Directions:
Reproduce every line of the items below verbatim, without changing, adding, or leaving out anything.

Records supplied:

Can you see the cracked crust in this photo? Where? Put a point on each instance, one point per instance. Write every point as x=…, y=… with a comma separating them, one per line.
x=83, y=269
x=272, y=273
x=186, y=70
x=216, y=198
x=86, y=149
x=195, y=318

Answer for this exercise:
Can you see the cracked crust in this photo? Where? Put a point on each instance, one point per instance. Write every point as x=…, y=… with a comma separating them, one per line.
x=83, y=269
x=272, y=273
x=186, y=70
x=216, y=198
x=86, y=149
x=195, y=318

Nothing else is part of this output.